▶ [WHAT THE TASK ASKS] With pictures removed, output every record below exactly as written.

^^^^^^^^^^^^^^^^

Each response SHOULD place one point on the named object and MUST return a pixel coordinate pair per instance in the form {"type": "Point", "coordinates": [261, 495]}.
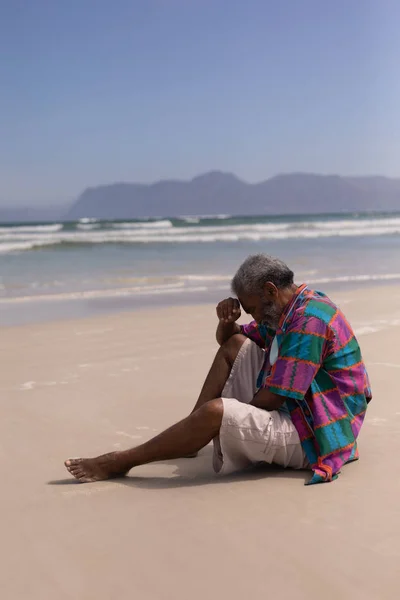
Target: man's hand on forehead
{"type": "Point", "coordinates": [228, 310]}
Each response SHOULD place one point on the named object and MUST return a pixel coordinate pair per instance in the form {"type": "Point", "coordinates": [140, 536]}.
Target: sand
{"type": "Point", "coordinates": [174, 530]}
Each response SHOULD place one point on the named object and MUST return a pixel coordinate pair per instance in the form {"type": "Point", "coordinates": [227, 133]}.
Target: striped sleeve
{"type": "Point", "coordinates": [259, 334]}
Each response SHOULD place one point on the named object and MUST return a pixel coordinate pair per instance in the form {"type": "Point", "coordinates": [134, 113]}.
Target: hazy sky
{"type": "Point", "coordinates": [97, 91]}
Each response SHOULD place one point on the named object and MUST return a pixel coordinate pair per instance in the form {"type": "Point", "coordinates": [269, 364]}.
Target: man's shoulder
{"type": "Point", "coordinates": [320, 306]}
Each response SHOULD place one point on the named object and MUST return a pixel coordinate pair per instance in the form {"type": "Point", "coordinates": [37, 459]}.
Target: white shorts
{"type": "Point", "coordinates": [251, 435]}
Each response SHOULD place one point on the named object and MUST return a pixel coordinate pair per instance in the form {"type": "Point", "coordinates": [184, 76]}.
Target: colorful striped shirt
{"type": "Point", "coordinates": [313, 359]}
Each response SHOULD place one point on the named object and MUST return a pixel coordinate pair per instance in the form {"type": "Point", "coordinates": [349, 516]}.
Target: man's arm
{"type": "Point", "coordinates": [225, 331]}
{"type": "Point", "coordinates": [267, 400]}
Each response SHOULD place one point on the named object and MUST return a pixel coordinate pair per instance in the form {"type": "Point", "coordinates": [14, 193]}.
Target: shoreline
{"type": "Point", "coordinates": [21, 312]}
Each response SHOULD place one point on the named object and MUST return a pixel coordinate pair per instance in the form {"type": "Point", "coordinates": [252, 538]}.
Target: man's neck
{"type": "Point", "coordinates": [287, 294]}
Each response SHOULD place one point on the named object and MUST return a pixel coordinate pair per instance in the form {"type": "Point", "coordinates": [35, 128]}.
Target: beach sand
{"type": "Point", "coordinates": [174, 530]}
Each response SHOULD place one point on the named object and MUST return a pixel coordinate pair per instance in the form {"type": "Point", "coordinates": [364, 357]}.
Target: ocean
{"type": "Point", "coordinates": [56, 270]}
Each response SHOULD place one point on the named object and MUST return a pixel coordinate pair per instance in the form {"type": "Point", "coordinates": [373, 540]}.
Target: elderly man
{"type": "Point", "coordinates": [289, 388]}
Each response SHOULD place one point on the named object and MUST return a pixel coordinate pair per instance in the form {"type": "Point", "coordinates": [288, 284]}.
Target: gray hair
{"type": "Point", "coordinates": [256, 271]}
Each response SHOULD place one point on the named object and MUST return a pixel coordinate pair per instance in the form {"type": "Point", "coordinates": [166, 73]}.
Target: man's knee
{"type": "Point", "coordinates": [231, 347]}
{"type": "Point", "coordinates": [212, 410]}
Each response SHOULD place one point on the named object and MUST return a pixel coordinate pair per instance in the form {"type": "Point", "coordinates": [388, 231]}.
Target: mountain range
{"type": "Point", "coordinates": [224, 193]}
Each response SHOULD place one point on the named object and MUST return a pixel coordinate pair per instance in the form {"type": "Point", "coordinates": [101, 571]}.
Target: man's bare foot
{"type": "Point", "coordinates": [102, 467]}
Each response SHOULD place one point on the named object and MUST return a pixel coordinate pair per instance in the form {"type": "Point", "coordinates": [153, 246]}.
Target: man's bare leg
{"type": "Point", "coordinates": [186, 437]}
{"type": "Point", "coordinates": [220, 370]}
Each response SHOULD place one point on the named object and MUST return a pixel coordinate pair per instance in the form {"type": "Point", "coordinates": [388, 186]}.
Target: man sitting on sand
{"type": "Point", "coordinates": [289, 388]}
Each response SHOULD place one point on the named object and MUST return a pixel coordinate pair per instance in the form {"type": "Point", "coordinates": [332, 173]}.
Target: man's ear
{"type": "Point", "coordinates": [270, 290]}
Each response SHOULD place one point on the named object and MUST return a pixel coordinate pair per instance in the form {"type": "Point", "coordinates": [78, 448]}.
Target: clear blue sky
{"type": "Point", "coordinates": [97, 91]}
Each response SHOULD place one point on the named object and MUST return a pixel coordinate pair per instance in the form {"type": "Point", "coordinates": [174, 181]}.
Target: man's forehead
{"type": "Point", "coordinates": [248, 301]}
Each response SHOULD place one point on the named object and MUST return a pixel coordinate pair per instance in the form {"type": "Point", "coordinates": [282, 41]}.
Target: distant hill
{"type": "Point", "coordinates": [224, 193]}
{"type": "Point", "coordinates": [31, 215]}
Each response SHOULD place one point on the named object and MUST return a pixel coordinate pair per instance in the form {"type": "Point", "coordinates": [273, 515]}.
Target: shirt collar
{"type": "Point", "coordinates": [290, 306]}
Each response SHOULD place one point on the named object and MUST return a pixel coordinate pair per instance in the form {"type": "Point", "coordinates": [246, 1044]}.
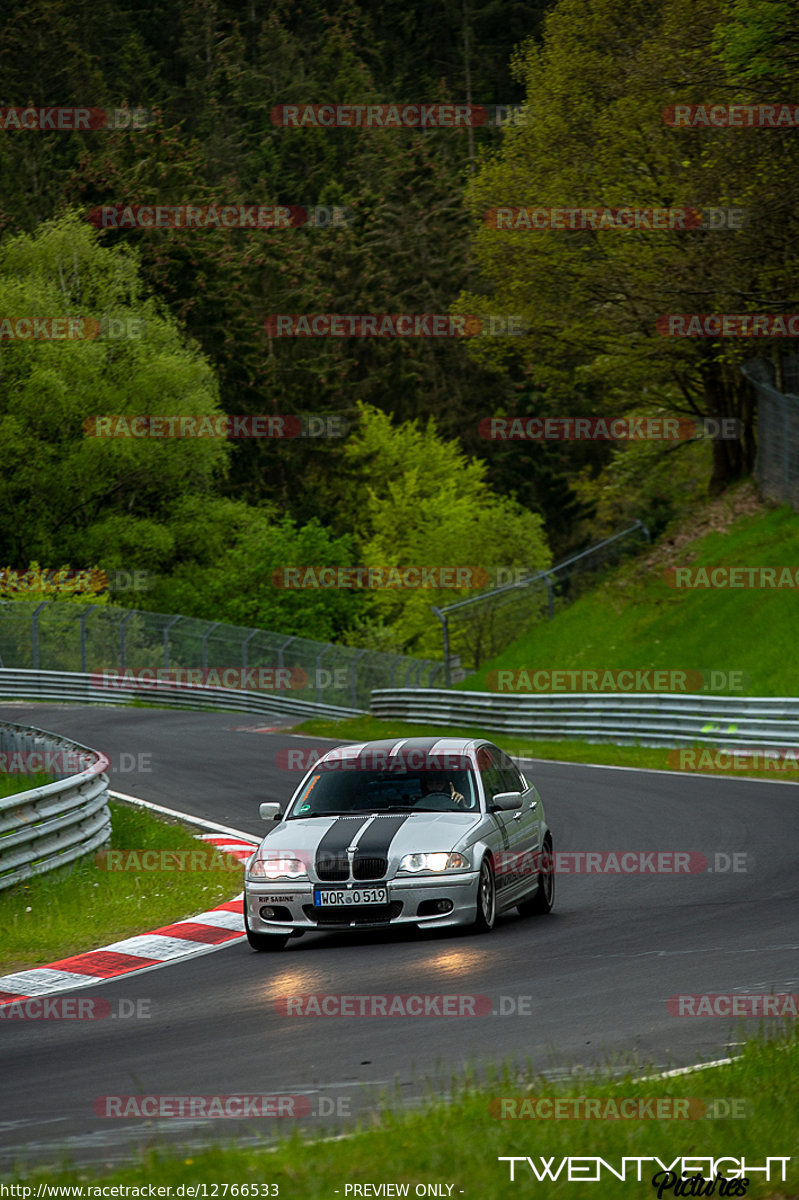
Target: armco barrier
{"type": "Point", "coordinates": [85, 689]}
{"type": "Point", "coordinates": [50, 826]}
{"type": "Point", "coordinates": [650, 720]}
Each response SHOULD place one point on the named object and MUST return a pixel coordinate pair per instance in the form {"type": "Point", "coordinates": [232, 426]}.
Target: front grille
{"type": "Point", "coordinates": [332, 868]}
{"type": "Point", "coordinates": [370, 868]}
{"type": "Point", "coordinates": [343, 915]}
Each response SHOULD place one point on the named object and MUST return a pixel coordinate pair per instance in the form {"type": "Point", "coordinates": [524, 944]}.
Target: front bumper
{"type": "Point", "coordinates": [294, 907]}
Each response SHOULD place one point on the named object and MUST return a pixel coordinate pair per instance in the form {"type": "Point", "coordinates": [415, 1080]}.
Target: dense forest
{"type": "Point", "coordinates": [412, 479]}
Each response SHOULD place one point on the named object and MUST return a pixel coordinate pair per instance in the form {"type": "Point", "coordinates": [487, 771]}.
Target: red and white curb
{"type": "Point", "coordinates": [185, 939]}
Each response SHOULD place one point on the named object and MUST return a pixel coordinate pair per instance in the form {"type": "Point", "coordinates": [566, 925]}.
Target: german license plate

^^^^^^^^^^^^^^^^

▶ [TASK OUTPUT]
Each response SHOULD place one point on the named object and MUST return a pixel coordinate pair per instance in the form {"type": "Point", "coordinates": [261, 495]}.
Target: man's hand on forehead
{"type": "Point", "coordinates": [228, 310]}
Each response SHOULD place one point on the named object and MUST return a pixel coordinate pair per instance in the form {"type": "Point", "coordinates": [140, 536]}.
Target: sand
{"type": "Point", "coordinates": [174, 530]}
Each response SHOULD place one point on the named object and MUST return a pixel coordinate pair per instance in the form {"type": "Point", "coordinates": [227, 133]}.
Target: striped sleeve
{"type": "Point", "coordinates": [259, 334]}
Each response SHOULD place one point on the named object and MUST return a pixel coordinate pair per instance in the form {"type": "Point", "coordinates": [134, 113]}.
Target: hazy sky
{"type": "Point", "coordinates": [97, 91]}
Each response SHOULD place one point on the named object and MUST return a pixel coordinate pair per instance in the form {"type": "Point", "coordinates": [269, 364]}.
Target: man's shoulder
{"type": "Point", "coordinates": [320, 306]}
Each response SHOULD place one point on the named object and MUST return a pixel coordinate pair per instance in the form {"type": "Point", "coordinates": [37, 459]}.
Target: white shorts
{"type": "Point", "coordinates": [251, 435]}
Each response SHOULD place one point on the named object and MUST return a pixel coordinate pair per instance in the form {"type": "Point", "coordinates": [184, 76]}.
Target: colorful striped shirt
{"type": "Point", "coordinates": [313, 359]}
Each response SHOULD place one point on the named object and MUST return a pixel coordinate pair per instance in the form {"type": "Point", "coordinates": [349, 516]}.
Target: man's arm
{"type": "Point", "coordinates": [225, 331]}
{"type": "Point", "coordinates": [267, 400]}
Each response SHOULD place one point on the named object and MUST return a pixel coordinate pair per instance in the form {"type": "Point", "coordinates": [14, 193]}.
Target: shoreline
{"type": "Point", "coordinates": [21, 312]}
Each response SHOULD place one point on the named object and MUST return a pixel coordinate pair per instance in the form {"type": "Point", "coordinates": [252, 538]}.
Target: man's neck
{"type": "Point", "coordinates": [287, 294]}
Each response SHOULD place one point on the named object and MUST return a pixel coordinate pair per instance in the form {"type": "Point", "coordinates": [35, 128]}.
Target: beach sand
{"type": "Point", "coordinates": [174, 530]}
Each response SHOULD place one point on the named object and MUST return a pixel coordinate pair per instance in the form {"type": "Point", "coordinates": [364, 357]}.
Target: ocean
{"type": "Point", "coordinates": [56, 270]}
Each response SHOULD place one point on the named object and MUST return a pixel coordinate pair per instance in the form {"type": "Point", "coordinates": [373, 540]}.
Target: elderly man
{"type": "Point", "coordinates": [289, 388]}
Each response SHOULD place one point on the named object and MUST return a pixel coordinate pair per instance in the form {"type": "Point", "coordinates": [288, 284]}.
Target: gray hair
{"type": "Point", "coordinates": [256, 271]}
Each response SHOULD place one point on the named object and MUST return a pixel coordinate pair per instance in the form {"type": "Point", "coordinates": [166, 73]}.
Target: man's knee
{"type": "Point", "coordinates": [231, 347]}
{"type": "Point", "coordinates": [212, 410]}
Each response SHOULD place one point on the named object and MUST return a pixel coordinate pair per instance in the form {"type": "Point", "coordinates": [388, 231]}.
Target: mountain range
{"type": "Point", "coordinates": [224, 193]}
Each response SHOULD place one point on the named object and MUST return a pixel coordinate pair per instance in the form {"type": "Point", "coordinates": [101, 571]}.
Target: man's bare foot
{"type": "Point", "coordinates": [102, 467]}
Each response SHOULD place one point on the named object and MUST return a pixel coordinate pair per instance in the form {"type": "Point", "coordinates": [153, 246]}.
Target: man's bare leg
{"type": "Point", "coordinates": [186, 437]}
{"type": "Point", "coordinates": [220, 370]}
Each response SHOULD place one point on the named object and MUST return a pixel coordinate pair per instance in the form {"type": "Point", "coordinates": [388, 186]}.
Target: man sitting on sand
{"type": "Point", "coordinates": [289, 388]}
Each response SHOULD place one point on the named object and MUST return a pixel coordinate pair per instance in the form {"type": "Point", "coordinates": [332, 173]}.
Target: man's ear
{"type": "Point", "coordinates": [270, 290]}
Each response SHOULD place one point on the named object and MUST return a pixel coordinate pair per instance in the form {"type": "Point", "coordinates": [78, 448]}.
Target: clear blue sky
{"type": "Point", "coordinates": [97, 91]}
Each response SHOULD place one point on the named object and MUST return a pixel coordinate pair per instance in the form {"type": "Point", "coordinates": [174, 181]}.
Target: man's forehead
{"type": "Point", "coordinates": [248, 301]}
Each response SHOULD place one point on the named object and MUST return a pixel coordinate pair per instance in the form {"type": "Point", "coordinates": [282, 41]}.
Target: distant hill
{"type": "Point", "coordinates": [224, 193]}
{"type": "Point", "coordinates": [31, 215]}
Each response SHOULD place one point on the named object and MUST return a pixel coordinate pair per instance in the form {"type": "Point", "coordinates": [273, 515]}.
Target: shirt collar
{"type": "Point", "coordinates": [290, 306]}
Each response SHOULD place one point on the named object and MUST return a pixel coordinate pair per instance in the form {"type": "Point", "coordinates": [246, 1044]}.
Target: armco barrier
{"type": "Point", "coordinates": [85, 689]}
{"type": "Point", "coordinates": [50, 826]}
{"type": "Point", "coordinates": [650, 720]}
Each response SHOULD place one point on the named object and MUST return a pixel coordinate pair per instance in the form {"type": "Point", "coordinates": [232, 426]}.
Target: front grille
{"type": "Point", "coordinates": [332, 868]}
{"type": "Point", "coordinates": [370, 868]}
{"type": "Point", "coordinates": [343, 915]}
Each response SHOULD place one point on the named object and MUST return a pixel coordinate pair per instance in the form {"type": "Point", "coordinates": [524, 944]}.
Target: front bumper
{"type": "Point", "coordinates": [294, 907]}
Each response SHOULD place one point on the named object and MUST return a pixel coordinate pair per instance in the form {"type": "Point", "coordinates": [415, 1080]}.
Target: dense forest
{"type": "Point", "coordinates": [412, 479]}
Each response SHOULD place one point on the named object and MUST return a pixel coordinate pair per instance in the form {"type": "Point", "coordinates": [487, 771]}.
Target: red and white curb
{"type": "Point", "coordinates": [185, 939]}
Each response SHOULD place one point on the named object and MUST return a pixel coordinate pair per instance in the form {"type": "Point", "coordinates": [566, 925]}.
Target: german license plate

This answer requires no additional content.